-- START OF EXTRACTED MATERIAL --

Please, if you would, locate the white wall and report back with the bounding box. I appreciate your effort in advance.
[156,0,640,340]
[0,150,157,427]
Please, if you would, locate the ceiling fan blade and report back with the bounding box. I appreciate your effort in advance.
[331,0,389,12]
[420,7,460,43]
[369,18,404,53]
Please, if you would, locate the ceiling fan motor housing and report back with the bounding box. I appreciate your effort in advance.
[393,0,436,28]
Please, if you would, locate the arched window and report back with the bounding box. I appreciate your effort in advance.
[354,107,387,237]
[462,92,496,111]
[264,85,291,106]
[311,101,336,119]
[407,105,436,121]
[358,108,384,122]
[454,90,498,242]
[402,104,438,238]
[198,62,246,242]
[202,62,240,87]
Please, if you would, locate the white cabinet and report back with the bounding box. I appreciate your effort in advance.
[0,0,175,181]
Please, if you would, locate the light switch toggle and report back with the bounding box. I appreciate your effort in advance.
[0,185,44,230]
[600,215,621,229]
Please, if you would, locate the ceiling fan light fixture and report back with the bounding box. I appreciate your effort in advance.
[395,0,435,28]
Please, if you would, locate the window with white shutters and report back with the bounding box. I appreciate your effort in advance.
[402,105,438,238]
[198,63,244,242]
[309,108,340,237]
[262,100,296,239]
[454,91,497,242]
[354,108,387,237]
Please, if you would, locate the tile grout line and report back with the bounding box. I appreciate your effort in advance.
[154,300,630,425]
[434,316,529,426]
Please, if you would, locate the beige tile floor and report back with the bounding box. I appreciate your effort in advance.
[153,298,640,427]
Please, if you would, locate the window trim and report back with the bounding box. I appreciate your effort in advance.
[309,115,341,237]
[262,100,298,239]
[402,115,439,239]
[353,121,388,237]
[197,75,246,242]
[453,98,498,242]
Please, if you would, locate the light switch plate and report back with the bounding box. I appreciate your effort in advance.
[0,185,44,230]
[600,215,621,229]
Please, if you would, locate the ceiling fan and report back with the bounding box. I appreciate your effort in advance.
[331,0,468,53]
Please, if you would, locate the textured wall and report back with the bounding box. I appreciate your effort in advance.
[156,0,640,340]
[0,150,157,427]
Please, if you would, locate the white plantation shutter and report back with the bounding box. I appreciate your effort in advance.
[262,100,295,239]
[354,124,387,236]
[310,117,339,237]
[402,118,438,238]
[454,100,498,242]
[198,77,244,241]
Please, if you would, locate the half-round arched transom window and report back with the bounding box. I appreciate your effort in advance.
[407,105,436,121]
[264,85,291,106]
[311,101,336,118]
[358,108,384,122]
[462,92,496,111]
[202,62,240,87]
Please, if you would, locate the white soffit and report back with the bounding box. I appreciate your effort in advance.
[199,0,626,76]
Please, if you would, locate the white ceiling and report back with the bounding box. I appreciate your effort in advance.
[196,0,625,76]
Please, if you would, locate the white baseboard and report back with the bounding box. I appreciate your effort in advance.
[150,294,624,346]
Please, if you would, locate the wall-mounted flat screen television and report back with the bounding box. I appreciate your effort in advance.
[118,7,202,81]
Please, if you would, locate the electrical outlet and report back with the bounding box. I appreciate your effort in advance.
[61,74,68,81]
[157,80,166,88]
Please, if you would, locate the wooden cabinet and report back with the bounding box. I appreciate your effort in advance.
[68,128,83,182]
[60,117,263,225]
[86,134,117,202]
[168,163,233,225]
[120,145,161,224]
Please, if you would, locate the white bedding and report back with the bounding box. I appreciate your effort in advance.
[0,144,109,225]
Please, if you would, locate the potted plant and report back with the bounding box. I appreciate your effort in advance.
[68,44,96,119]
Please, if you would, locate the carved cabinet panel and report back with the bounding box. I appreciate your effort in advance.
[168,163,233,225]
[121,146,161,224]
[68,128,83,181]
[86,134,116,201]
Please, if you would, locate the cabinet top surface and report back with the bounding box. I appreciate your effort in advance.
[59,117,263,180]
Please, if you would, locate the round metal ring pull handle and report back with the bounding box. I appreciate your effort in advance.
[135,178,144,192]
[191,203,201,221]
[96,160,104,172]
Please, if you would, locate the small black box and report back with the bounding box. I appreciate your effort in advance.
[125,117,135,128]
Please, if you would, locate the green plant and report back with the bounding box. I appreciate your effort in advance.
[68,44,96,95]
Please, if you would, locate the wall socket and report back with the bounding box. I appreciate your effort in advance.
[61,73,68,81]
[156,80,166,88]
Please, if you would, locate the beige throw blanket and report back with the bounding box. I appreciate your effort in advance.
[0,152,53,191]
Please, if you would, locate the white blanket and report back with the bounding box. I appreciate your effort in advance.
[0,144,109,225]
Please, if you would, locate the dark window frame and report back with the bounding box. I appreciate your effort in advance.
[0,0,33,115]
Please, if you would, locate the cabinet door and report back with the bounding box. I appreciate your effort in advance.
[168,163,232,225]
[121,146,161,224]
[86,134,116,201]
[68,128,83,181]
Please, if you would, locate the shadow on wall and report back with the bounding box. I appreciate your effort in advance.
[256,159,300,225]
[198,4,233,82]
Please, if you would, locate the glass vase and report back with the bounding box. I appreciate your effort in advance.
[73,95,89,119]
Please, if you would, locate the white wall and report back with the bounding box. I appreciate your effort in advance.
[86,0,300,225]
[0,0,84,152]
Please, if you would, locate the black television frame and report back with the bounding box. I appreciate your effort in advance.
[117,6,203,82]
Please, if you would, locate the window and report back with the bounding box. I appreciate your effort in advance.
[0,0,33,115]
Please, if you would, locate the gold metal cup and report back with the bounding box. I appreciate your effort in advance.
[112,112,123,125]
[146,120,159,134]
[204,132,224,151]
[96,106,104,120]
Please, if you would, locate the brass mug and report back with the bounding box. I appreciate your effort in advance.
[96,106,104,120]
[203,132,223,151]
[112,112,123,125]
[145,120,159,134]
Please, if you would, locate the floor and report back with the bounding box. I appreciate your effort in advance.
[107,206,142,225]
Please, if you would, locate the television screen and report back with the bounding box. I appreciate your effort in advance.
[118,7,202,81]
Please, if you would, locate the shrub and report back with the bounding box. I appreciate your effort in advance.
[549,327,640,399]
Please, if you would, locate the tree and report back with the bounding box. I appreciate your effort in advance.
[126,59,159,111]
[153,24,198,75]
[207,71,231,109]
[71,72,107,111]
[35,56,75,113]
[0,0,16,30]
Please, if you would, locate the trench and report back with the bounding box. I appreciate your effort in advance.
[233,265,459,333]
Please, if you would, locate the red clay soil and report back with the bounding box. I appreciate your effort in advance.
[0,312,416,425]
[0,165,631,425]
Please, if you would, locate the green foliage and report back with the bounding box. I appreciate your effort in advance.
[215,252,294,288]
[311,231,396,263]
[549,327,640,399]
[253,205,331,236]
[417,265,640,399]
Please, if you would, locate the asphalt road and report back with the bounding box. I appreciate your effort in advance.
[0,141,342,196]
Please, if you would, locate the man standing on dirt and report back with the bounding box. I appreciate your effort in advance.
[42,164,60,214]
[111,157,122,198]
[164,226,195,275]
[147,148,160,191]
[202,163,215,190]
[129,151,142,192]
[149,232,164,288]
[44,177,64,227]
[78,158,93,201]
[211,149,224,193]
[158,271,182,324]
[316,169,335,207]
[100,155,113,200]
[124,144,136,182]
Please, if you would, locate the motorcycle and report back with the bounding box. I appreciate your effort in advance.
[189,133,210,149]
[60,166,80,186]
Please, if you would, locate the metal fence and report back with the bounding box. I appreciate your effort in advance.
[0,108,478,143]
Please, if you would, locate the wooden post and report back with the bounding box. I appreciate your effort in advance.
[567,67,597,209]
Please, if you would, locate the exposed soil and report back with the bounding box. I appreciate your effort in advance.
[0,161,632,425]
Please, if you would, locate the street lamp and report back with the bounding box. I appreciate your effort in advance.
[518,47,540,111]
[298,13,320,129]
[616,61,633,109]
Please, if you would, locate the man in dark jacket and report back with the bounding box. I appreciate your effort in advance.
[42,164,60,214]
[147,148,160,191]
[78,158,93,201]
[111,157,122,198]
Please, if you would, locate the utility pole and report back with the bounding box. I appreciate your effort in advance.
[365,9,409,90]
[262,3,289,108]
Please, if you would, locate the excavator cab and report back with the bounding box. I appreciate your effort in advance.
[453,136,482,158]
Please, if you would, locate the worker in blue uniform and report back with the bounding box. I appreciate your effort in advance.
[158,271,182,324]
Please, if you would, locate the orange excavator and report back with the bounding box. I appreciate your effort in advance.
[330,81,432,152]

-- END OF EXTRACTED MATERIAL --

### [OBJECTIVE]
Starting at the beginning of the listing and ending at the line containing "[0,0,175,181]", rename "arched window" to "round-top window" and leave everything else unchanged.

### [COMPLETED TASK]
Please, if you would, locate the white wall and report back with the bounding box. I appreciate your effort in advance.
[156,0,640,340]
[0,150,157,427]
Please, if you would, locate the ceiling fan blade and report back with the bounding box. I appreciate your effort in advance.
[331,0,389,12]
[420,7,460,43]
[369,18,404,53]
Please, if you would, locate the ceiling fan motor housing and report back with the bounding box. I appreciate your effort in advance.
[393,0,436,28]
Please, if you would, locate the round-top window and report back with the bounding box. I appreciate your effort in advance.
[354,107,387,237]
[462,92,496,111]
[264,85,291,106]
[311,101,336,119]
[407,105,436,121]
[358,108,384,122]
[454,90,498,242]
[402,104,438,238]
[198,62,246,242]
[202,62,240,87]
Please, if you would, locate the white cabinet and report back with the bounding box. I appreciate your effort in advance.
[0,0,175,181]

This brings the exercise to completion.